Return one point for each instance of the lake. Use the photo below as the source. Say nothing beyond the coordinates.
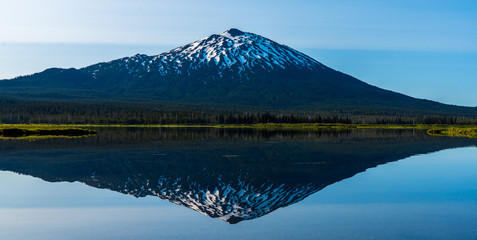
(191, 183)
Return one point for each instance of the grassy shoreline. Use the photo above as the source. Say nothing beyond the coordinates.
(32, 132)
(432, 129)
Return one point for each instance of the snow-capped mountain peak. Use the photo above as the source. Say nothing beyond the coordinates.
(233, 53)
(239, 50)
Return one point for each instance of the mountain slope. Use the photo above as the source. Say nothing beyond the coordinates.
(233, 68)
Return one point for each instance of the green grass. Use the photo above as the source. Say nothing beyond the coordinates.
(432, 129)
(32, 132)
(454, 132)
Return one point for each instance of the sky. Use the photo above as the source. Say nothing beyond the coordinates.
(423, 48)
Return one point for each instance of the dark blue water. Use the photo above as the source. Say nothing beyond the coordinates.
(239, 184)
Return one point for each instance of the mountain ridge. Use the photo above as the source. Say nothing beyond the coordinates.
(232, 68)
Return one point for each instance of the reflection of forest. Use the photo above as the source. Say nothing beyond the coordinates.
(232, 174)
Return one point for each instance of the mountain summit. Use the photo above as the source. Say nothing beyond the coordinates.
(233, 68)
(231, 53)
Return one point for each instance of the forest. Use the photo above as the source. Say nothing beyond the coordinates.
(101, 112)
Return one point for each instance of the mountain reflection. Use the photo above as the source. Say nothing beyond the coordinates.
(231, 174)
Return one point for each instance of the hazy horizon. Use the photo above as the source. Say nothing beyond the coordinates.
(425, 49)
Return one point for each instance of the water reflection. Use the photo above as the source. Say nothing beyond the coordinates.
(234, 174)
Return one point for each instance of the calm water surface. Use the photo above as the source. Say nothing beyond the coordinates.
(239, 184)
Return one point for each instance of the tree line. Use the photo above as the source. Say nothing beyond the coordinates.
(119, 113)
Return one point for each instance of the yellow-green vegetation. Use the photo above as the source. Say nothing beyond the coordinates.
(38, 131)
(454, 132)
(54, 130)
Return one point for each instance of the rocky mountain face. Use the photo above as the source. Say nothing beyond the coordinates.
(233, 68)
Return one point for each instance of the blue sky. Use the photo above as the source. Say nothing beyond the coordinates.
(426, 49)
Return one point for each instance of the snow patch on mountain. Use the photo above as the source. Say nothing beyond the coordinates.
(232, 51)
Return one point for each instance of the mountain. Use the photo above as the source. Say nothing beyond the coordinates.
(234, 68)
(229, 174)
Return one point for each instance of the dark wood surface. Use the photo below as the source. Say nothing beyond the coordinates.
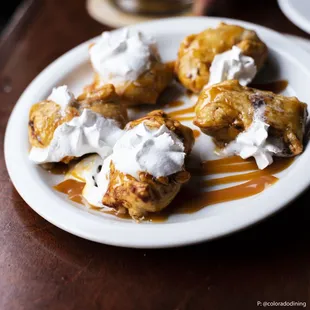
(43, 267)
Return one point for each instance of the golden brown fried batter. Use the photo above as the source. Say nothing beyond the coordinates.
(197, 52)
(147, 88)
(226, 109)
(46, 116)
(148, 194)
(157, 118)
(106, 102)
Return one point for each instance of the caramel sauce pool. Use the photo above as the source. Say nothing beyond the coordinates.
(190, 200)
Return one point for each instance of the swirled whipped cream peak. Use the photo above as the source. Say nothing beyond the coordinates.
(88, 133)
(122, 56)
(158, 152)
(62, 96)
(232, 65)
(94, 172)
(254, 142)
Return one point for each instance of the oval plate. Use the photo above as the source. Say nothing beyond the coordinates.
(286, 61)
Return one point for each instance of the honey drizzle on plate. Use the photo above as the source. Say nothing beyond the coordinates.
(197, 133)
(190, 200)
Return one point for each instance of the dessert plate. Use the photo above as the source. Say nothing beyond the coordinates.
(298, 12)
(286, 61)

- What you will do -
With the pictures left out, output all the entries exactly.

- Task answer -
Return one point for each instance of the lake. Use the photo below as the source. Say nothing beyond the coordinates.
(191, 183)
Return one point for each instance of the grassy shoreline. Use the photo above as the source. Say nothing beyond the coordinates.
(32, 132)
(432, 129)
Return one point for each instance of the snow-capped mountain peak. Use the photo above as the source. Say nothing beyond the coordinates.
(233, 53)
(239, 50)
Return one point for each instance of the mountain slope. Use the photo above as the source. Say nothing beyond the coordinates.
(233, 68)
Return one point for each instance of the green grass. Use the photo above as the source. Say nothing beyond the coordinates.
(432, 129)
(32, 132)
(454, 132)
Return one point for each instance of the sky. Use the photo above as the source. Say nothing beyond the coordinates.
(423, 48)
Return one point for each instance of the dark blue water. Use the photo above as the source. Say nothing beyond the coordinates.
(239, 184)
Return one point for each instance of the mountain ridge. Use the photo above as the source. Say nothing beyond the coordinates.
(232, 68)
Return one point for each instance of the reflection of forest. Use the photo above as the source. Say nothing beyond the coordinates.
(232, 174)
Return one point for each instance of the mountain summit. Use the photo above as the source. Say nothing beyond the coordinates.
(233, 68)
(231, 53)
Return one point for each instance of the forest. Use the photo above as the source. Say nothing beyond the coordinates.
(101, 112)
Return one point for each instance of the mountain reflection. Use the photo above as the source. Say nothing beyond the coordinates.
(231, 174)
Return one point for each instance of the hazy horizon. Use the photo above as the source. Say nothing beyond the coordinates.
(425, 49)
Return one point for each instance of the water reflection. Use the photo above as the source. Say nothing beyond the coordinates.
(234, 174)
Return one point for each instance of the calm water surface. Use the photo above as the source. Say nothing beyond the coordinates.
(239, 184)
Return one point for each instance of the tree line. Use the photo above as the source. Say nothing beyond the coordinates.
(119, 113)
Return one point for each instance of the yellow-green vegetation. Use the photo above as the source. Say nothing beyond the coordinates.
(38, 131)
(454, 132)
(54, 130)
Return one point for each instance of the rocky mountain face. Use the photo above as the source. Say nothing beyond the coordinates.
(233, 68)
Return one point for each instance of the blue sky. Use the photo above as the source. Say nothing beyond the coordinates.
(426, 49)
Return one point for each instance of the snow patch on mountain. Use the photo above as the source. Say nothing beyond the coordinates.
(232, 51)
Return one point for each instance of the mountain. Use the photo above as the source. Say nothing beyond the coordinates.
(234, 68)
(229, 174)
Return one point for each instance of the dark wood surface. Use the photo below as the source. Say nothing beyond the coordinates.
(43, 267)
Return one point for each instance of the golden brown fried batter. Use the photo above as the source. Say nothing beyond the coordinates.
(197, 52)
(147, 88)
(226, 109)
(46, 116)
(148, 194)
(157, 118)
(106, 102)
Return one point for each instance of the caramel sauce pool. Use the photo above as the source. Say nothing beyond the coordinates.
(190, 200)
Return one point for each instance of the swirled whipped cream peak. Use the photo above as the source. Say nothing beyond the coordinates.
(88, 133)
(122, 56)
(158, 152)
(62, 96)
(232, 65)
(94, 172)
(254, 142)
Return one point for each instance of the oval plate. Use the photo above as the source. Say nothing beyond the coordinates.
(286, 61)
Return one point for each instance of the honey drizzle on plate. Use the photo above as the source. Say nothing beyond the coordinates.
(197, 133)
(190, 200)
Return one point for each instance of the dessert plate. Use the photo above as the source. Say nothing beyond the coordinates.
(298, 12)
(286, 61)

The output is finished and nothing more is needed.